--- START OF PROVIDED ENTRIES ---

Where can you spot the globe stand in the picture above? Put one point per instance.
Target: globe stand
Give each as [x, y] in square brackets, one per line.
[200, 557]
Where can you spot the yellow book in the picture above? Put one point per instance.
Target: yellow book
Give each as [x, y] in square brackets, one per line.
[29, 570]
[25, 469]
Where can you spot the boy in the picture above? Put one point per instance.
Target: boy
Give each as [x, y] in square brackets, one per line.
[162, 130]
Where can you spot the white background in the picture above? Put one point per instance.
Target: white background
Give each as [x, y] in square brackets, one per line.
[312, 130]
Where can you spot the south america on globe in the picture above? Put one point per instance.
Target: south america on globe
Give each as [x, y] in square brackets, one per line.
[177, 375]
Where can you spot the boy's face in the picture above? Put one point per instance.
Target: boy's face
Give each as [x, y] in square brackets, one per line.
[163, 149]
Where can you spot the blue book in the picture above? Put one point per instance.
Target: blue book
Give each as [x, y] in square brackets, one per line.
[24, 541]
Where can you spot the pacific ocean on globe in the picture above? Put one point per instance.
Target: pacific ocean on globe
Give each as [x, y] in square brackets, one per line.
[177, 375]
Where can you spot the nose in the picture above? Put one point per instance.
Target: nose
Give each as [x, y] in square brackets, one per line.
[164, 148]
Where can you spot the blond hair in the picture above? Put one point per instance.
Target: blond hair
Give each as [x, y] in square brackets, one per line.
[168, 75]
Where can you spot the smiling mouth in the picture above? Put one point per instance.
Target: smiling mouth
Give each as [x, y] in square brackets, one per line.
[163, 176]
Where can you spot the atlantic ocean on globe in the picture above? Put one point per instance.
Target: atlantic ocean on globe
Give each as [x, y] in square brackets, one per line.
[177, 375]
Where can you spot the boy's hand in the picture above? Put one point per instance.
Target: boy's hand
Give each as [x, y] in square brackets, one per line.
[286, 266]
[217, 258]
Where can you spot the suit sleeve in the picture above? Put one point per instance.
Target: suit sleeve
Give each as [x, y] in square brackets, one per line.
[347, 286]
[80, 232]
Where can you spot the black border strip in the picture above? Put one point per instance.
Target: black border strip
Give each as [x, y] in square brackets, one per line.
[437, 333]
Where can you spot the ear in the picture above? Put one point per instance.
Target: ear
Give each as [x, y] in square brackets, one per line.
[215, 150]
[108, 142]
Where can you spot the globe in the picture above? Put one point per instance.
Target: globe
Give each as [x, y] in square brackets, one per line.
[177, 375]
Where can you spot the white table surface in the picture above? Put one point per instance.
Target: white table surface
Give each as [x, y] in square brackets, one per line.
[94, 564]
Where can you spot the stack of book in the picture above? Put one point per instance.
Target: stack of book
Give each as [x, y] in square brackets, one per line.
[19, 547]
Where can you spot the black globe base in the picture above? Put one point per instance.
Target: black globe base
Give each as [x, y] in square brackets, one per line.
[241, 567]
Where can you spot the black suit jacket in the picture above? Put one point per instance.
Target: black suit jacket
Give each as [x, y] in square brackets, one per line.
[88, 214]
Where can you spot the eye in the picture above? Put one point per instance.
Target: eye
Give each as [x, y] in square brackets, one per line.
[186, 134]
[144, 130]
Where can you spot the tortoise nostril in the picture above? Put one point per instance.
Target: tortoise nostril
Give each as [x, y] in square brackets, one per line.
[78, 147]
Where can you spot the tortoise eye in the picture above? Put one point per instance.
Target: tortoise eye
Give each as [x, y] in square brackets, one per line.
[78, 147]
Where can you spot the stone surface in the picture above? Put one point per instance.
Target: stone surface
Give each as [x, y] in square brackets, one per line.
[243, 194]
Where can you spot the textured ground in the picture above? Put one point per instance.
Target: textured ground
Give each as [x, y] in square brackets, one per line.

--- END OF PROVIDED ENTRIES ---

#### [WORK TO DO]
Can you transcribe the records exactly, from the line containing "Where can you spot the tortoise eye" through the end of the records?

#### [EXPECTED ANSWER]
Where can you spot the tortoise eye in the picture above? Put one point per instance.
Target: tortoise eye
Give each as [x, y] in square brackets, one per line.
[78, 147]
Where can you spot the stone surface in the picture above? Put one point per instance.
Target: stone surface
Give each as [x, y] in square brackets, one per line.
[243, 194]
Where can you spot the textured ground in the picture above? Put one point per instance.
Target: textured ground
Give each as [x, y] in square brackets, one per line.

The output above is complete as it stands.